▸ Work request: Please output the data exactly, without omitting anything.

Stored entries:
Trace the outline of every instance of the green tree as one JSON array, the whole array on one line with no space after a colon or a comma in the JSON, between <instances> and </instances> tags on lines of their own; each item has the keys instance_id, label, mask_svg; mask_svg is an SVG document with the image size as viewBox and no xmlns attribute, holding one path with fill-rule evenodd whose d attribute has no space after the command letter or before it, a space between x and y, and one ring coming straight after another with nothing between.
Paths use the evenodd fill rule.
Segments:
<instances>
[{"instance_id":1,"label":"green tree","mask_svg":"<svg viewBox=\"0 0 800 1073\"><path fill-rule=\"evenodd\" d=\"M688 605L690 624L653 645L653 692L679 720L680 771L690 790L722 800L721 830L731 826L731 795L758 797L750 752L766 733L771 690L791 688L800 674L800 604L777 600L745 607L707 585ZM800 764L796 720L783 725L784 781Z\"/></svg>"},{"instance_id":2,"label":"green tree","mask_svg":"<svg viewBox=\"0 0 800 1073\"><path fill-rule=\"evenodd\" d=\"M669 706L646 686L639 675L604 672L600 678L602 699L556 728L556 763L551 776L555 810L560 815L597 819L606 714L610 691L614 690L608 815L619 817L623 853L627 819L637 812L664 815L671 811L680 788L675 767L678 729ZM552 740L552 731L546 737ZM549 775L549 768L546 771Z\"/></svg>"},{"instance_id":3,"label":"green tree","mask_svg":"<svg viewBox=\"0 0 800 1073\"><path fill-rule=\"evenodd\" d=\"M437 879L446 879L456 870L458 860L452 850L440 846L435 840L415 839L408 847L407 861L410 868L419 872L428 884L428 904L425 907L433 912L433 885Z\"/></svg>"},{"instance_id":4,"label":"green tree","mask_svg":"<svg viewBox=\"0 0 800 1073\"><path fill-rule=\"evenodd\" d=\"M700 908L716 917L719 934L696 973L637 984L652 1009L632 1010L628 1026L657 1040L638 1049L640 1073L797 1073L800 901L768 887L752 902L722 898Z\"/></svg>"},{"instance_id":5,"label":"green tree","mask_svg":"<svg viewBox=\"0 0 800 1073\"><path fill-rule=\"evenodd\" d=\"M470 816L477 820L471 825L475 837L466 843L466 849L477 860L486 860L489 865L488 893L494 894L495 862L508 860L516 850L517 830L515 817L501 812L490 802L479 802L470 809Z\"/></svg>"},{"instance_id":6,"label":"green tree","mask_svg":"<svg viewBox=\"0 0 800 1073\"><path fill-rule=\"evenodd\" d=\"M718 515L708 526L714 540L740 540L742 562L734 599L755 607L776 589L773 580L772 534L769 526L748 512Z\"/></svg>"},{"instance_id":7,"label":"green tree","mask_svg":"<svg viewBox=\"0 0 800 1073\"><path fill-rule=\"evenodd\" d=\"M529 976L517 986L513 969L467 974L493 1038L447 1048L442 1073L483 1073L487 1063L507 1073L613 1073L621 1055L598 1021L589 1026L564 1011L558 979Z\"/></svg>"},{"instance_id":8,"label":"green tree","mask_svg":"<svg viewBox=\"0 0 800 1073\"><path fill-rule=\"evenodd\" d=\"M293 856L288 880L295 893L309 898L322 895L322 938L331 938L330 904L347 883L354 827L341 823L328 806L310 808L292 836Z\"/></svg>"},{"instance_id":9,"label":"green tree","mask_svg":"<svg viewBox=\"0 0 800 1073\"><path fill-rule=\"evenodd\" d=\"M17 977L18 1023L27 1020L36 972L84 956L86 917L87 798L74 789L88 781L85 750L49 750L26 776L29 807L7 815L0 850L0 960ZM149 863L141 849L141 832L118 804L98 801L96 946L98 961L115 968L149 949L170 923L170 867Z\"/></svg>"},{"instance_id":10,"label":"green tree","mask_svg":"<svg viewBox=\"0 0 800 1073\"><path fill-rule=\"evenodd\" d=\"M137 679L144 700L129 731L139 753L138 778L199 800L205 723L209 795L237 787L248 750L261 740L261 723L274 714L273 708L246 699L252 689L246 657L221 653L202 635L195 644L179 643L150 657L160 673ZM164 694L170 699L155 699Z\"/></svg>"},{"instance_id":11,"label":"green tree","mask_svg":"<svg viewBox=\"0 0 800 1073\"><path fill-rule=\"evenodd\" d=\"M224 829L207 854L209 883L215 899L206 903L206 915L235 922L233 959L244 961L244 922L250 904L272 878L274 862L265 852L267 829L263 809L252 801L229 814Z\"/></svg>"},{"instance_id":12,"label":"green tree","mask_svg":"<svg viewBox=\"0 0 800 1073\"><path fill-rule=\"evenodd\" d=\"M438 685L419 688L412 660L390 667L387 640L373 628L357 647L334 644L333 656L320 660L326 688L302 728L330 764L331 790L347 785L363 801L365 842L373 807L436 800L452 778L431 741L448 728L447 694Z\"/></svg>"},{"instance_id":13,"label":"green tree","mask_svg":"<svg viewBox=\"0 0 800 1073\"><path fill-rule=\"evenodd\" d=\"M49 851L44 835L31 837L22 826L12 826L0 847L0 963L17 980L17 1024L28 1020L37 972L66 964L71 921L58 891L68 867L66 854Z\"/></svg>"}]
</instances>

▸ Written solution:
Trace the outline of every instance of the green tree as one JSON array, the whole array on one line with no space after a colon or a comma in the JSON, between <instances> and </instances> tags on lines of their own; each item has the keys instance_id, label, mask_svg; mask_svg is an SVG document with the image size as viewBox and no xmlns attribute, holding one path with fill-rule evenodd whose d attribute has no space after the command letter or before it, a space between x and y, and one ring coming straight after another with nothing between.
Paths use the evenodd fill rule.
Segments:
<instances>
[{"instance_id":1,"label":"green tree","mask_svg":"<svg viewBox=\"0 0 800 1073\"><path fill-rule=\"evenodd\" d=\"M688 605L690 624L653 645L653 692L679 720L680 771L690 790L722 800L721 830L731 826L731 795L758 797L750 752L766 733L771 690L791 688L800 674L800 604L777 600L745 607L707 585ZM800 764L796 720L783 725L784 781Z\"/></svg>"},{"instance_id":2,"label":"green tree","mask_svg":"<svg viewBox=\"0 0 800 1073\"><path fill-rule=\"evenodd\" d=\"M669 706L646 686L639 675L604 672L600 678L602 699L556 728L556 763L551 776L555 810L560 815L597 819L606 714L610 691L614 690L608 815L619 817L623 853L627 819L637 812L664 815L671 811L680 788L675 767L678 729ZM552 740L552 731L546 737ZM549 775L549 768L546 771Z\"/></svg>"},{"instance_id":3,"label":"green tree","mask_svg":"<svg viewBox=\"0 0 800 1073\"><path fill-rule=\"evenodd\" d=\"M437 879L446 879L456 870L458 860L452 850L440 846L435 840L415 839L408 847L407 861L410 868L419 872L428 884L428 904L425 907L433 912L433 885Z\"/></svg>"},{"instance_id":4,"label":"green tree","mask_svg":"<svg viewBox=\"0 0 800 1073\"><path fill-rule=\"evenodd\" d=\"M700 908L716 917L719 934L696 973L637 984L652 1009L632 1010L628 1026L657 1040L638 1049L640 1073L797 1073L800 901L768 887L752 902L722 898Z\"/></svg>"},{"instance_id":5,"label":"green tree","mask_svg":"<svg viewBox=\"0 0 800 1073\"><path fill-rule=\"evenodd\" d=\"M470 816L477 820L471 825L475 837L466 843L466 849L477 860L486 860L489 865L488 893L494 894L495 862L508 860L516 850L517 830L515 817L501 812L490 802L479 802L470 809Z\"/></svg>"},{"instance_id":6,"label":"green tree","mask_svg":"<svg viewBox=\"0 0 800 1073\"><path fill-rule=\"evenodd\" d=\"M718 515L708 526L714 540L740 540L742 562L734 599L755 607L776 589L773 580L772 534L769 526L748 512Z\"/></svg>"},{"instance_id":7,"label":"green tree","mask_svg":"<svg viewBox=\"0 0 800 1073\"><path fill-rule=\"evenodd\" d=\"M529 976L517 986L513 969L467 974L493 1038L447 1048L442 1073L483 1073L487 1063L507 1073L613 1073L621 1055L598 1021L589 1026L564 1011L558 979Z\"/></svg>"},{"instance_id":8,"label":"green tree","mask_svg":"<svg viewBox=\"0 0 800 1073\"><path fill-rule=\"evenodd\" d=\"M293 856L288 880L295 893L309 898L322 895L322 938L331 938L330 904L347 883L354 827L341 823L328 806L310 808L292 836Z\"/></svg>"},{"instance_id":9,"label":"green tree","mask_svg":"<svg viewBox=\"0 0 800 1073\"><path fill-rule=\"evenodd\" d=\"M17 977L18 1023L27 1020L36 972L84 956L86 917L87 798L74 789L88 781L85 750L49 750L26 776L29 807L7 815L0 850L0 960ZM149 863L141 849L141 832L118 804L98 801L96 946L98 961L115 968L149 949L170 923L170 867Z\"/></svg>"},{"instance_id":10,"label":"green tree","mask_svg":"<svg viewBox=\"0 0 800 1073\"><path fill-rule=\"evenodd\" d=\"M137 679L144 700L129 731L139 753L138 778L199 800L205 723L209 795L237 787L248 750L261 740L261 723L274 714L273 708L246 699L252 689L246 657L221 653L202 635L195 644L179 643L150 657L160 673ZM164 694L170 699L155 699Z\"/></svg>"},{"instance_id":11,"label":"green tree","mask_svg":"<svg viewBox=\"0 0 800 1073\"><path fill-rule=\"evenodd\" d=\"M224 829L207 854L209 883L215 899L206 903L206 915L235 922L233 959L244 961L244 922L250 904L272 878L274 862L265 852L267 829L263 809L252 801L229 814Z\"/></svg>"},{"instance_id":12,"label":"green tree","mask_svg":"<svg viewBox=\"0 0 800 1073\"><path fill-rule=\"evenodd\" d=\"M438 685L419 688L412 660L390 667L387 640L373 628L357 647L334 644L333 656L320 660L326 688L302 728L330 764L331 790L347 785L363 801L365 842L373 807L436 800L452 778L431 741L448 728L447 694Z\"/></svg>"},{"instance_id":13,"label":"green tree","mask_svg":"<svg viewBox=\"0 0 800 1073\"><path fill-rule=\"evenodd\" d=\"M49 851L44 835L31 837L22 826L12 826L0 847L0 963L17 980L17 1024L28 1020L37 972L66 964L71 921L58 891L68 867L66 854Z\"/></svg>"}]
</instances>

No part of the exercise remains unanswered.